- _INSTRUCTIONS TO FOLLOW_: Give back all the data exactly, line by line.

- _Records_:
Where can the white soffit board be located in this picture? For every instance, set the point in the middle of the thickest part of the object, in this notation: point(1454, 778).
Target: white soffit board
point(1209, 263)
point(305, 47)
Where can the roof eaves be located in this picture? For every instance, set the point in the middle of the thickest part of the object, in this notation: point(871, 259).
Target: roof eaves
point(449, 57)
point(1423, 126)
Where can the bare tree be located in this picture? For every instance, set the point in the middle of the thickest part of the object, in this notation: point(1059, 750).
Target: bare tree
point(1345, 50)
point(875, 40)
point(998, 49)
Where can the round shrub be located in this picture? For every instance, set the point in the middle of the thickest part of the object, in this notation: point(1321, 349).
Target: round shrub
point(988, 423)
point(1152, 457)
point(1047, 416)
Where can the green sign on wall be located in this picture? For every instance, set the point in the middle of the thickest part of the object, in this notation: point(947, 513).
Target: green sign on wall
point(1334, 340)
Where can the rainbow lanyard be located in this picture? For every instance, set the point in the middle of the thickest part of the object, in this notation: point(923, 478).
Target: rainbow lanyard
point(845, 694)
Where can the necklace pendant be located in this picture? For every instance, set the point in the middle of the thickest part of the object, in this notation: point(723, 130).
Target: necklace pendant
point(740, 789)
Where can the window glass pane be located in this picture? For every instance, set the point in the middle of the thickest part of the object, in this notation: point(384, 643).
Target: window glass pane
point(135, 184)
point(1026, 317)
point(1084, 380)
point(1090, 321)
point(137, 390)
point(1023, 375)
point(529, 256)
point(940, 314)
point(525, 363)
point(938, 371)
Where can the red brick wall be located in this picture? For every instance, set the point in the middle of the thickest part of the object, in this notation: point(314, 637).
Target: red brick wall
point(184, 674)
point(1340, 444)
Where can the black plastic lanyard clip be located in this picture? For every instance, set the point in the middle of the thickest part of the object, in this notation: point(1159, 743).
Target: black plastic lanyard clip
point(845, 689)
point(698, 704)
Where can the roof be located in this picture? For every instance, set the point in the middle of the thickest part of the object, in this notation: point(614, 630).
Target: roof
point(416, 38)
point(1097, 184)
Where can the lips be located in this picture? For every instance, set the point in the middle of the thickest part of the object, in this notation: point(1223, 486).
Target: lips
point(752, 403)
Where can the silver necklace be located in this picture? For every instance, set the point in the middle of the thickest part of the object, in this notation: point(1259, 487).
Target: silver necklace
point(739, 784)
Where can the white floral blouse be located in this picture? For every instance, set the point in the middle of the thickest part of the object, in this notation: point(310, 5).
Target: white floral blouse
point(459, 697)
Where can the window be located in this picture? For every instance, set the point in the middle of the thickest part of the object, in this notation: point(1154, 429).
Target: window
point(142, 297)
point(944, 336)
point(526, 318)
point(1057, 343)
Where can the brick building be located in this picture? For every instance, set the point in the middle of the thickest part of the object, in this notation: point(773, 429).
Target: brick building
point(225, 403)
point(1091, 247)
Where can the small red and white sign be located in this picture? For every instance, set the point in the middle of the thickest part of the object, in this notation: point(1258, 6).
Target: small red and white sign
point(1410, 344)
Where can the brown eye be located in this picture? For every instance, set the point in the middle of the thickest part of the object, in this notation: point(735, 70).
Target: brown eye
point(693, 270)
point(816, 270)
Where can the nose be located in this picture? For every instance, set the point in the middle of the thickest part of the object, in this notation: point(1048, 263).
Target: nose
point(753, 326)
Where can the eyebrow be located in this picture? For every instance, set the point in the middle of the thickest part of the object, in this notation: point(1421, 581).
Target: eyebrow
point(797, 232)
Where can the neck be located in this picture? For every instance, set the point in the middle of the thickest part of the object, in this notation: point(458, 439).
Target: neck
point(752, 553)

- _REPLY_:
Where can the white soffit board be located in this picture? For every instance, set the point in the middle of the thickest part of the object, in this notation: point(1454, 778).
Target: white soffit board
point(1209, 263)
point(305, 47)
Where can the roof eaves be located in this picture? For every instance, set the point in the middle of the thickest part of the object, in this notation: point(871, 259).
Target: roof eaves
point(449, 57)
point(1423, 126)
Where can the bare tree be located in this picture? For every instance, set the point in the middle of the thickest part of the object, in this notation: point(1059, 750).
Target: bare tree
point(1345, 50)
point(875, 40)
point(998, 49)
Where can the round shrub be located in this picture? For every instance, set the point in the middle of the thickest part of the object, in this notation: point(1321, 349).
Target: round shrub
point(988, 423)
point(1152, 457)
point(1047, 416)
Where can the green sign on wall be located in this picture? For every instance, set the point in the middle of the thickest part of the object, in this notation: point(947, 513).
Target: green sign on wall
point(1334, 340)
Where can the rainbow lanyard be located in this picture? For every instance, set the point in the middle of the thickest part of the object, in this notation: point(923, 478).
Target: rainbow lanyard
point(845, 694)
Where can the necklace pendant be located in this picture? For every instance, set the point in the middle of the thickest part of the object, in this notation: point(723, 130).
Target: necklace pendant
point(740, 789)
Where can the window glass pane be located in this picture? For every instance, set the point in the middle of the thickest part of the object, in this notation: point(384, 643).
Target: window glass pane
point(135, 184)
point(1026, 317)
point(1084, 380)
point(1090, 321)
point(137, 390)
point(1023, 375)
point(529, 256)
point(940, 314)
point(525, 363)
point(938, 371)
Where can the red brick wall be located in this picture? For every instance, set the point in the middle of the thickest part of the object, in this notation: point(314, 637).
Target: red brick wall
point(184, 674)
point(1340, 444)
Where can the black plastic lanyard clip be located in this picture? For every instance, set the point in the middle of the thickest part of the object, in this notation: point(1159, 743).
Target: black plastic lanyard clip
point(845, 689)
point(698, 704)
Where can the roof be located in this picture? For every instance, set the point in the middle of the thickest part of the object, in this notation: point(614, 630).
Target: roof
point(416, 38)
point(1097, 184)
Where can the lips be located in this picture? For every instance, set the point in the middle of the thickest part of the object, in this notation: point(1223, 486).
Target: lips
point(752, 403)
Where can the silver necklace be located in this picture? For every instance, set the point in the middle of the thickest part of the object, in this notation: point(1259, 487).
Target: silver necklace
point(739, 784)
Where can the white floral blouse be located in this picture? For every instance, set the point in the middle of the thickest part of the object, in this notation: point(310, 5).
Target: white floral blouse
point(459, 697)
Where can the window be located in this picture? For every instance, set the point in the middle of the thickest part of the object, in this notation: point(1154, 429).
Target: window
point(142, 297)
point(944, 336)
point(526, 318)
point(1057, 343)
Where can the brick building be located in this picture? For every instance, set the point in the middle of the thickest part of the object, in this notation: point(773, 429).
Target: brick building
point(225, 403)
point(1091, 247)
Where can the small red and white sign be located in this picture? For every instance, set the point in the middle of the thickest part of the object, in this notation: point(1258, 6).
Target: small red and white sign
point(1410, 344)
Where can the brown eye be located in this picture? For every instance, set the point in the middle of the thickest part of the object, in this notation: point(735, 70).
Target: brown eye
point(693, 270)
point(816, 270)
Where can the nose be located in this picture? For every instance, set the point in the middle of the thickest part of the object, in this notation: point(1048, 263).
Target: nose
point(753, 326)
Where can the eyebrow be located in this picture? For every instance, set the point in the middle of the thickest part of the object, in this notation: point(1421, 581).
Target: eyebrow
point(797, 232)
Where can the neck be located in this picture? For every instance, set the point in the middle of the thickest part of the object, in this notation: point(458, 439).
Target: neck
point(752, 553)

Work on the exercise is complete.